┌─ TEXT EXTRACT
Paper ID: 183
Title: Smooth and Strong: MAP Inference with Linear Convergence
Current Reviews

Submitted by Assigned_Reviewer_1

Q1: Comments to author(s). First provide a summary of the paper, and then address the following criteria: Quality, clarity, originality and significance. (For detailed reviewing guidelines, see http://nips.cc/PaperInformation/ReviewerInstructions)
Overview: This paper studies the benefits of augmenting the linear programming relaxation of the maximum a-posteriori (MAP) inference problem in graphical models with a quadratic term, thereby achieving strong convexity.

Such augmented formulations are obtained both from the original primal and dual formulations, and in each case the resulting primal-dual relationship is studied.

Prior work has mostly focused on smoothing the LP formulation using a softmax/entropy term, with a few notable exceptions, such as [5], [17] and [18].

Rather than those previous approaches, which employ a quadratic term in the sub-problems of either a *proximal* or a *alternating direction* scheme, in the present manuscript, the quadratic smoothing term is added directly.

This can in some way be seen as a naive approach: In comparison to proximal or alternating direction schemes, convergence to the global optimum of the original problem is no longer guaranteed, and the approximation quality directly depends on the strength of the augmentation term.

The aforementioned approaches adjust the strength in an adaptive manner and thus find the global optimum, at least in the limit.

However, the formulations derived from this direct augmentation are very insightful and reveal several interesting connections to other formulations.

Moreover, the authors demonstrate in several experiments (both synthetic and real-world), that a particular optimization scheme for the primal form of the augmented dual (based on block-coordinate Frank-Wolfe) compares very favorably to other practical schemes if a commensurate strength of the quadratic penalty is chosen.
└─
▶ **EXERCISE SET**
• a. Render this sentence from the review into French: "The aforementioned approaches adjust the strength in an adaptive manner and thus find the global optimum, at least in the limit."
• b. Set down the review word for word, covering everything from "Paper ID: 183" down to "relationship is studied.".
┌─ DATA SECTION
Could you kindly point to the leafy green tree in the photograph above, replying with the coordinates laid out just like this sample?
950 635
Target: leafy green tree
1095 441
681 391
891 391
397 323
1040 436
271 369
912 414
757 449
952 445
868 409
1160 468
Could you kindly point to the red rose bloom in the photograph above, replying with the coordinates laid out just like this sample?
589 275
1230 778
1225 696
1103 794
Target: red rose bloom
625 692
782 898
└─
▶ **WORKED ANSWERS**
• a. Les approches susmentionnées ajustent l'intensité de manière adaptative et trouvent ainsi l'optimum global, du moins à la limite.

• b.
Paper ID: 183
Title: Smooth and Strong: MAP Inference with Linear Convergence
Current Reviews

Submitted by Assigned_Reviewer_1

Q1: Comments to author(s). First provide a summary of the paper, and then address the following criteria: Quality, clarity, originality and significance. (For detailed reviewing guidelines, see http://nips.cc/PaperInformation/ReviewerInstructions)
Overview: This paper studies the benefits of augmenting the linear programming relaxation of the maximum a-posteriori (MAP) inference problem in graphical models with a quadratic term, thereby achieving strong convexity.

Such augmented formulations are obtained both from the original primal and dual formulations, and in each case the resulting primal-dual relationship is studied.